I started off playing it this way. As I grew familiar with this piece I started to question the tempo. I encountered the same kind of problem that I elaborated on in my post about the Moonlight Sonata: namely that the slow tempo we are so used to hearing does not line up with the beat indicated in the meter. 

Here in the Bach, if you were to count the beat, you're likely going to end up tapping along with the eighth note pulse, when the piece is notated in 4/4. 
And so as I adjusted my performance to align to a quarter-note pulse, the piece changed from the brooding, introspective piece to a very angry, agitated one. The piece drives forward, barely relenting, until you reach the climactic diminished 7th chord right around 0:58. Then the picardy third that follows isn't so much a ray of sunshine as it is a sarcastic "well, whatever", still angry.

(Provided material):
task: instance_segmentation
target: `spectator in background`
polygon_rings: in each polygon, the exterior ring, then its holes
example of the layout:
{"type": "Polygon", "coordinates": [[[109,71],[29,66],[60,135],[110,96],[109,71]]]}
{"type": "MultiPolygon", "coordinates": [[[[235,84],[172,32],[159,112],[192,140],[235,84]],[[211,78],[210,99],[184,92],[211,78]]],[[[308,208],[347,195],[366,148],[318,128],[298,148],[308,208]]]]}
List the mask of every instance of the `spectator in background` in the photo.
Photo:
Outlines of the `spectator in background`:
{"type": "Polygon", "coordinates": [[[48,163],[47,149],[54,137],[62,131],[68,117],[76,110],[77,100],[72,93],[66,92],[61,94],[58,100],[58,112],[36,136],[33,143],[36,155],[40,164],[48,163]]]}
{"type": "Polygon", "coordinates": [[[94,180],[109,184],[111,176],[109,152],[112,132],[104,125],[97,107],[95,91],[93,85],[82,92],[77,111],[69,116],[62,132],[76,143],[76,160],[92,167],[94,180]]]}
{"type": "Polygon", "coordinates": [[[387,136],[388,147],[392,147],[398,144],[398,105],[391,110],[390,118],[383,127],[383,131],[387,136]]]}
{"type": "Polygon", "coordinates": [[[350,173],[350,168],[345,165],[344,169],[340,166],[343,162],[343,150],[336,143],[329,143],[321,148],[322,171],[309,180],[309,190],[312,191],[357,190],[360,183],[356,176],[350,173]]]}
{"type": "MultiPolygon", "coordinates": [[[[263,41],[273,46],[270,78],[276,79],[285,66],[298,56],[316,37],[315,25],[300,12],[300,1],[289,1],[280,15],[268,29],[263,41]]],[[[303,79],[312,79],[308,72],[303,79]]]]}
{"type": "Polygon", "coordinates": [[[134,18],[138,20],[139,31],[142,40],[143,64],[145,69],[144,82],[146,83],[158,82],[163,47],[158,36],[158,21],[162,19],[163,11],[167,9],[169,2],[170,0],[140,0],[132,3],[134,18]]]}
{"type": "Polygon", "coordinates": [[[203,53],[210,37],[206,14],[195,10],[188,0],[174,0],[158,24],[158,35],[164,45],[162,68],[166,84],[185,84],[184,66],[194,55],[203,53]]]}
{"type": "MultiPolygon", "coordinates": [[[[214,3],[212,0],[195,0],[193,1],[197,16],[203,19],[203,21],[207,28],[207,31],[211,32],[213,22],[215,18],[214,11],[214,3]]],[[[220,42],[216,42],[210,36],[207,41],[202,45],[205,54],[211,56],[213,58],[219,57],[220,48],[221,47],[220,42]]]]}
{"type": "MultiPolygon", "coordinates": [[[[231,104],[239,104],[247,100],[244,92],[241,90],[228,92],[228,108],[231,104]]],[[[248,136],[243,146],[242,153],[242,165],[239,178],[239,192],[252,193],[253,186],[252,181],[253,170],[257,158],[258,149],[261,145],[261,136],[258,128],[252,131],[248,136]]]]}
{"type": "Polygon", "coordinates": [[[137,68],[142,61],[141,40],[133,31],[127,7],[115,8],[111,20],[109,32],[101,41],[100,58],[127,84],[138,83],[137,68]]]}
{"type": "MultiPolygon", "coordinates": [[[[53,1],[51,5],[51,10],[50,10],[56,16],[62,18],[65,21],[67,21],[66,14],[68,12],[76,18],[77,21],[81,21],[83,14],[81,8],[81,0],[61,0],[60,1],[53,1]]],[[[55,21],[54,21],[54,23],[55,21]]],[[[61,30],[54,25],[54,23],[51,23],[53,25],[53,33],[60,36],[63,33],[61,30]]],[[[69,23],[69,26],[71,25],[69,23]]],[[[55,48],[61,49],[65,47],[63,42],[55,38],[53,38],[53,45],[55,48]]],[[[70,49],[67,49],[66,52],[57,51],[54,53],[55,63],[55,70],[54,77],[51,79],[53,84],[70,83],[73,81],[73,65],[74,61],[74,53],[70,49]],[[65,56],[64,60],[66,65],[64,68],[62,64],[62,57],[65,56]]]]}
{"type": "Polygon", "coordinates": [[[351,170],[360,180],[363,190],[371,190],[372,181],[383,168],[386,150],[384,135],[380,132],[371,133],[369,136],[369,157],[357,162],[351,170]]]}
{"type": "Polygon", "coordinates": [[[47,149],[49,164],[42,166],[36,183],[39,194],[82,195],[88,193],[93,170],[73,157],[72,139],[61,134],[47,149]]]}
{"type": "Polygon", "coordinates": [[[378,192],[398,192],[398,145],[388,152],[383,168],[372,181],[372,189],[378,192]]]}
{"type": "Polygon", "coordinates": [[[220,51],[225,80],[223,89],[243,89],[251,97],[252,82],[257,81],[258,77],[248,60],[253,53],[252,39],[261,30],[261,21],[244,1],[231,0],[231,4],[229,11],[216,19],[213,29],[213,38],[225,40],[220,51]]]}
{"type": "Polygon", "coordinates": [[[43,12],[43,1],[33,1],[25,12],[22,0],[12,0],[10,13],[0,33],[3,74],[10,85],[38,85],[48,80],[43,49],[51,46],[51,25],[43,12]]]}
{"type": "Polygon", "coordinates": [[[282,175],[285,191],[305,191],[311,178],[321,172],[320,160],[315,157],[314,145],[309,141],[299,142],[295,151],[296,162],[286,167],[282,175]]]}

(Exercise details): Carry the reflection on tempo in the Bach piece forward from its last sentence.

(Task answer):
I think it fits the piece really well. My teacher wanted certain harmonic tensions and resolutions in place but he was willing to go along with it. I played it this way in a couple competitions, as well as for other teachers in studio classes, lessons, and a few commented on it, a few didn't. Anyone who was very familiar with the piece clearly noticed the difference. If I encountered any resistance, I maintained that it wasn't really 'faster', my performance, it was just in the proper meter. Tap along to the quarter note, and it isn't a speedy beat!

This 5-voice fugue was quite difficult to learn, but I'm rather happy with how it sounds. It sounds very busy, but there's quite a lot of clarity in this performance. This performance would come from October of 2010.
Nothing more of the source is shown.